8. I primi Celti in Italia
Il famoso "Periplo di Silace" (viaggiatore e geografo greco 522-485 a.C.) attesta la presenza di indigeni di lingua celtica insediati in Italia dell'Est già dal VI secolo. Con il nome di "Periplo del Mare interno" o "Periplo di Silace" si indica un testo che racconta della storia del viaggio lungo le coste del Mediterraneo compiuto dal viaggiatore greco. Perduto l'originale, il testo fu riscritto un secolo dopo dallo pseudo-Silace col titolo "Periplo del Mediterraneo" (338-335) che ci descrive le tribù celtiche presenti sulla costa appena sotto gli insediamenti dei Veneti in una data che, considerando le date note della vita di Silace, deve aggirarsi attorno al 490 a.C.                                 Per quanto riguarda le Alpi Occidentali, è con la fioritura della cultura di Golasecca e la ripresa frequentazione di valichi come il San Bernardino, che si producono alcuni tra i più antichi reperti archeologici di certa attribuzione celtica della zona pedemontana compresa tra Bergamo e il Canton Ticino.                                                                                                                                                  Da alcuni cenni imprecisi di storici classici come Livio e Polibio si ha notizia del fatto che in Italia esistevano genti di stirpe celtica già molto prima delle grandi migrazioni del V° e del IV° secolo avanti Cristo. Ce lo confermano pure alcune tombe sparse e altri reperti della prima Età del Ferro ritrovati sparsi un po' ovunque in tutto l'arco alpino italiano, ma soprattutto lo sottolineano le ultime interpretazioni dei dati sulla cultura di Golasecca, certamente protoceltica e contemporanea a quella di Hallstatt.

Obiettivo indicato a ▸
Filtra l'elenco e trascrivi ogni riga che contiene la stringa "bridge".

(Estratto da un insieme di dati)
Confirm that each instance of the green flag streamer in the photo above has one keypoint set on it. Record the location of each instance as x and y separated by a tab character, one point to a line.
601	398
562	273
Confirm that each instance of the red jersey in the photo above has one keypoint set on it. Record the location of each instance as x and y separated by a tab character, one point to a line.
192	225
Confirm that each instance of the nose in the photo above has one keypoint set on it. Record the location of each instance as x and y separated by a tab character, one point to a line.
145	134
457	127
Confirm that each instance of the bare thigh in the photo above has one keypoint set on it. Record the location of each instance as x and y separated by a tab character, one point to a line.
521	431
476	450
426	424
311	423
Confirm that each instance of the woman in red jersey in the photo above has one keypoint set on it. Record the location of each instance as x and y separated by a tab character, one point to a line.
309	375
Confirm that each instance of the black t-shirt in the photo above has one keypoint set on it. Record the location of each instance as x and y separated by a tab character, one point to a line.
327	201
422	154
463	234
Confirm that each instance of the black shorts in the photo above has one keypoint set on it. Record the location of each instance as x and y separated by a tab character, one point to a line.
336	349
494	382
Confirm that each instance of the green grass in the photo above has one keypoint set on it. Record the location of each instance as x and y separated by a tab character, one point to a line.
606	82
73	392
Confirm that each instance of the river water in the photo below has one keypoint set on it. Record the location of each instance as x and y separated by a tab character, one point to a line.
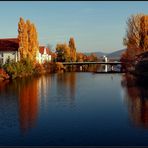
74	109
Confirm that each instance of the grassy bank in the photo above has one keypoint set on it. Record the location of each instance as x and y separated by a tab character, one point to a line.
26	67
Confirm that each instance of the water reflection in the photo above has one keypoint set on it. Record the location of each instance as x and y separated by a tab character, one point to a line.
66	83
28	104
24	98
23	95
136	96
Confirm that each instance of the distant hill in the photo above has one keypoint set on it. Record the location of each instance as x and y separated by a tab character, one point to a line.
115	54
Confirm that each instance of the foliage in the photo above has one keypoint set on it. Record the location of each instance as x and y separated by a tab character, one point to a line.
19	69
72	50
63	53
28	40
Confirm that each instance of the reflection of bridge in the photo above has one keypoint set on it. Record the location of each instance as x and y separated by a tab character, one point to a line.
85	63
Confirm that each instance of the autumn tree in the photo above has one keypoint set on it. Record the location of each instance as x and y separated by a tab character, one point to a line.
23	38
63	53
72	49
28	40
80	57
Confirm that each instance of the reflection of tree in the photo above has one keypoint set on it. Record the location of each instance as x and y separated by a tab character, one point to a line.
66	85
28	104
137	99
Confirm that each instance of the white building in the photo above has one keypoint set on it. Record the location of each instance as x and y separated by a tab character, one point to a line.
9	50
44	54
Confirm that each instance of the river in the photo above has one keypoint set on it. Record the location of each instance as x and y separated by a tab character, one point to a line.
74	109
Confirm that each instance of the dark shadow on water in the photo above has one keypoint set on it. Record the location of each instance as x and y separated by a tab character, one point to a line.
136	96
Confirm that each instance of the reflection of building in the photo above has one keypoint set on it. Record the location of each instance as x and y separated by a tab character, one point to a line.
28	104
67	83
137	100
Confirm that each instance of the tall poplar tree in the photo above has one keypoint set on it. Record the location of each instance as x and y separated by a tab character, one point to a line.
72	49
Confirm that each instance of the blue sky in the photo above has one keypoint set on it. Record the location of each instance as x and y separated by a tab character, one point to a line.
95	25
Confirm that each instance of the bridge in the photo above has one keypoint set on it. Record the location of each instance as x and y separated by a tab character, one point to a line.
85	63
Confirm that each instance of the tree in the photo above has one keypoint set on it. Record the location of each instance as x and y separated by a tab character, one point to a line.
28	40
23	38
63	53
72	49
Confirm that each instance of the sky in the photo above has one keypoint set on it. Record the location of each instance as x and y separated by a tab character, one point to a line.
95	25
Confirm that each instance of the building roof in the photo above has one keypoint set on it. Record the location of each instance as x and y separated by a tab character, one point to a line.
41	49
9	44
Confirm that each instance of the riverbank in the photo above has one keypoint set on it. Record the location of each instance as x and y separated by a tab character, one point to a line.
25	68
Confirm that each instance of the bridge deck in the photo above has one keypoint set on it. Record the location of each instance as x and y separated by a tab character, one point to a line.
84	63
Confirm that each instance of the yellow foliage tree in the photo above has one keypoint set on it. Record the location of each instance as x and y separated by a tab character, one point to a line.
63	53
28	40
72	49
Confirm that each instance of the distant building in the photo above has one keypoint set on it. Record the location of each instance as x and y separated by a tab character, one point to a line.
9	50
105	58
44	54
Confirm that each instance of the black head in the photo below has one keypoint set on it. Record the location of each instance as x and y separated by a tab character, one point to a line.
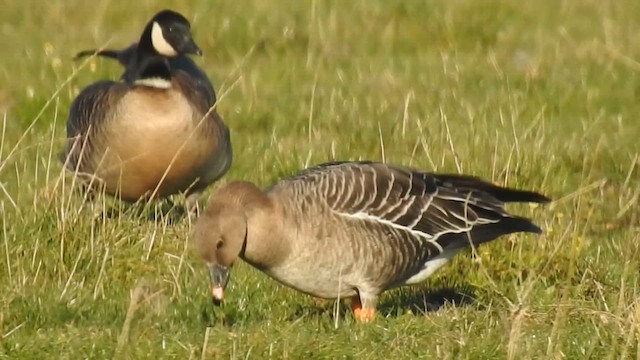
169	34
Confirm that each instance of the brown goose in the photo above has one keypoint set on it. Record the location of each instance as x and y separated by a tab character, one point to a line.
353	229
153	135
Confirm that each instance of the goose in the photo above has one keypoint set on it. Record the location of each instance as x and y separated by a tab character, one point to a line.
127	58
155	135
353	229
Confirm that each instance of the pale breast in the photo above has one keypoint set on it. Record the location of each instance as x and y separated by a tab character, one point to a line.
153	144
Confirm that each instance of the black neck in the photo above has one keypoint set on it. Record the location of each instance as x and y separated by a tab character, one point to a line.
150	64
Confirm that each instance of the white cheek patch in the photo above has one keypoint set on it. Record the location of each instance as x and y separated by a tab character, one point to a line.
158	83
160	43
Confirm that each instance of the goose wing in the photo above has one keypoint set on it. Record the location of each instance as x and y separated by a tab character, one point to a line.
88	111
445	210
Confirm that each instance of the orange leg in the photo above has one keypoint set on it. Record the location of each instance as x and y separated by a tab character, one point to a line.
362	314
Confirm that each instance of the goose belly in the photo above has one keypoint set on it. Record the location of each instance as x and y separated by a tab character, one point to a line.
154	147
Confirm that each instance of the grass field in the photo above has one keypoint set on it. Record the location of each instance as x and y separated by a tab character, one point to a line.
542	95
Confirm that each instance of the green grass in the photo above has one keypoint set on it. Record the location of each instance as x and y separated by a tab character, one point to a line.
541	95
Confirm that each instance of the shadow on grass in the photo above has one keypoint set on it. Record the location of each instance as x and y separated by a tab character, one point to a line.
418	300
160	211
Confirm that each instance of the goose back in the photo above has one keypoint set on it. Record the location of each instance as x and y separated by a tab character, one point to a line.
366	227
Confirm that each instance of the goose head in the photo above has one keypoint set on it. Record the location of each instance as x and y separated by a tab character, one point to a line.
168	34
220	236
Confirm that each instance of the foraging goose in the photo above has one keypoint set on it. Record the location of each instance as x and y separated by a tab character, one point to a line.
155	136
353	229
127	58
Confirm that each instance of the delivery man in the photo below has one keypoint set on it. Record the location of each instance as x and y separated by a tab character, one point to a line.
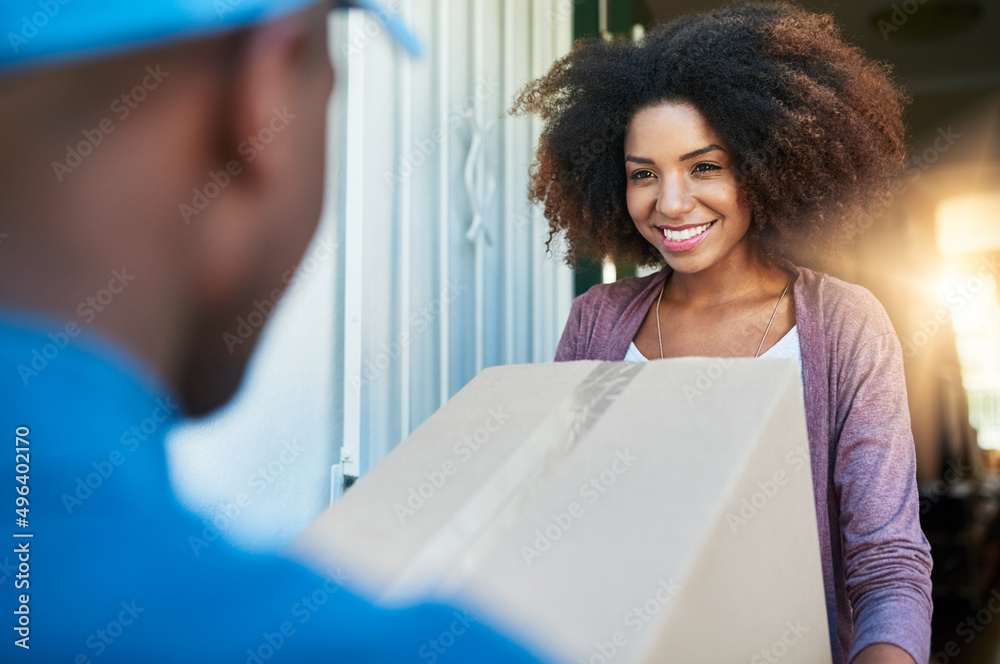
161	166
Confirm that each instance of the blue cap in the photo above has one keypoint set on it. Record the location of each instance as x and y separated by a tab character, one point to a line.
39	32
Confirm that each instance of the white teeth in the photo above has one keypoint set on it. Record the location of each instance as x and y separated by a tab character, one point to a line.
677	236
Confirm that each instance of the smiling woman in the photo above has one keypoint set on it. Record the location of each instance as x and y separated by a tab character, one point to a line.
734	146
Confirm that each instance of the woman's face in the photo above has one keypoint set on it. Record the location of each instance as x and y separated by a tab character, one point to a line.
682	190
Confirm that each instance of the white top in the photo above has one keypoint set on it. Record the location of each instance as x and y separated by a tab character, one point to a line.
787	346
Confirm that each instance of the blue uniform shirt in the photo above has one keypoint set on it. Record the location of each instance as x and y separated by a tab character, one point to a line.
98	564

Obiettivo indicato b ▸
Stabilisci se ciascuna delle affermazioni seguenti concorda con il testo sui primi Celti in Italia, rispondendo sì o no e citando tra virgolette le parole del testo che lo decidono.
(i) L'originale del Periplo di Silace è andato perduto.
(ii) La cultura di Golasecca è successiva a quella di Hallstatt.
(iii) Livio e Polibio forniscono notizie precise sulle genti di stirpe celtica in Italia.

Soluzione del problema a ▸
Confirm that each instance of the reflection of bridge in the photo above has one keypoint set on it. Record the location of each instance as x and y separated by a tab character, one point to a line.
Confirm that each instance of the bridge in the photo above has one keypoint set on it. Record the location of each instance as x and y separated by a tab character, one point to a line.
Confirm that each instance of the bridge deck in the photo above has one keypoint set on it. Record the location of each instance as x and y separated by a tab character, one point to a line.

Soluzione del problema b ▸
(i) Sì: "Perduto l'originale, il testo fu riscritto un secolo dopo dallo pseudo-Silace".
(ii) No: "certamente protoceltica e contemporanea a quella di Hallstatt".
(iii) No: "Da alcuni cenni imprecisi di storici classici come Livio e Polibio".